**Excerpt**
--- BEGIN ---

# Adult coat coming in-coarse hair?



## Anne Y. (Jan 6, 2017)

Bodhi's been slowly but surely getting what I believe to be his adult coat for the last month and a half or so, and the hair on his back and tail is way more coarse than what I've seen on any of the other Goldens in our area or any of the 25ish Goldens in his golden retriever group. I bathe him every other week or so and use a good quality conditioner (I've tried both Earthbath aloe and oatmeal and Isle of Dogs oatmeal conditioners) which I let sit on him for awhile before rinsing, and he eats good quality food and treats (Wellness brand). His parents both had soft coats. So I guess my question is, will his coat soften with time? Any recommendations either food wise or maybe a topical application to help soften his coat and make it as nice as it can be?

Thanks


----------



## Prism Goldens (May 27, 2011)

They typically start a coat change down their backs and tails, with darker hair, so they go through the 'skunk stage'. 
It IS a different texture than puppy coat. and should be. This hair will be somewhat water repellent and that is a correct texture. If the dogs you see in your area are altered- spay or neuter- their coats will be much softer, easier to matt- we call that a spay coat, whether it is in a dog or a bitch. You don't want that coat on your puppy, even though it seems softer and prettier in your mind. Once the undercoat also transitions, you'll find the entire coat a bit softer than the skunk stripe is now because the hair under it will be softer.


----------



## puddles everywhere (May 13, 2016)

Aren't these guys fascinating? I've never had puppies that go through so many changes in the 1st year before. Most just get bigger & some mature 
After many many hours of raking we finally have most of the puppy fuzz gone. We too have the mohawk (grand kids call this the puppy hawk) and it's a little course but most of her hair is quite silky. The fluff on the back of the legs is becoming feathers but the tail is still a fluff ball and actually two different colors! As the adult hair comes in the base of the tail is starting to match the hair on the back. She also has a darker tip at the end... only time will tell if it becomes all one color. We are at 16 months so no idea how this adventure will unfold.


----------

--- END ---

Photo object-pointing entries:
--- BEGIN ---

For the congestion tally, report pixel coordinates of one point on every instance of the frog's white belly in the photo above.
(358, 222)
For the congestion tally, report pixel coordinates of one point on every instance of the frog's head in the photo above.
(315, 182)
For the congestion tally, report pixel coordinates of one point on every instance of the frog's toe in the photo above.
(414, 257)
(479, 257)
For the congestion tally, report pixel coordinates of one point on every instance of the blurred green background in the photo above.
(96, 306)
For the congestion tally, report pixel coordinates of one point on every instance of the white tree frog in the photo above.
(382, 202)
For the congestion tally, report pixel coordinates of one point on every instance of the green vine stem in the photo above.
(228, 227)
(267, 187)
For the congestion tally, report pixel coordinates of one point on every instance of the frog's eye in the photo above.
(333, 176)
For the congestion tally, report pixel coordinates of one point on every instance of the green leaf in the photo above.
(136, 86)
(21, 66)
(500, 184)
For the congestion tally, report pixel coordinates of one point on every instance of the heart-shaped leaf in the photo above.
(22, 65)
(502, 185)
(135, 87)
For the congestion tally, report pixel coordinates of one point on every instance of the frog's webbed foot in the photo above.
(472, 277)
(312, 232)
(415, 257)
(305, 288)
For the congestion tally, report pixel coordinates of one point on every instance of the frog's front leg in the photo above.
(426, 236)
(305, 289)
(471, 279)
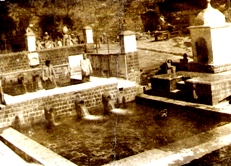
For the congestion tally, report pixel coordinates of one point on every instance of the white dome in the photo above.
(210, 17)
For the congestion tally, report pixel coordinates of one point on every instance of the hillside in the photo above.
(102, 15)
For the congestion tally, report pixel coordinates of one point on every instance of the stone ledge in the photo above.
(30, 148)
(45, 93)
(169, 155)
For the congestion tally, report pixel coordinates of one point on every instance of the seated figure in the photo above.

--- END ---

**Directions**
1. In the thread about adult golden retriever coats, what do the grandchildren call the mohawk?
2. According to the thread about adult golden retriever coats, why will the entire coat feel softer than the skunk stripe once the undercoat also transitions?
Use only the thread about adult golden retriever coats as your source.

**Solutions to the tasks**
1. They call it the puppy hawk.

2. The whole coat will feel a bit softer because the hair underneath the stripe will be softer.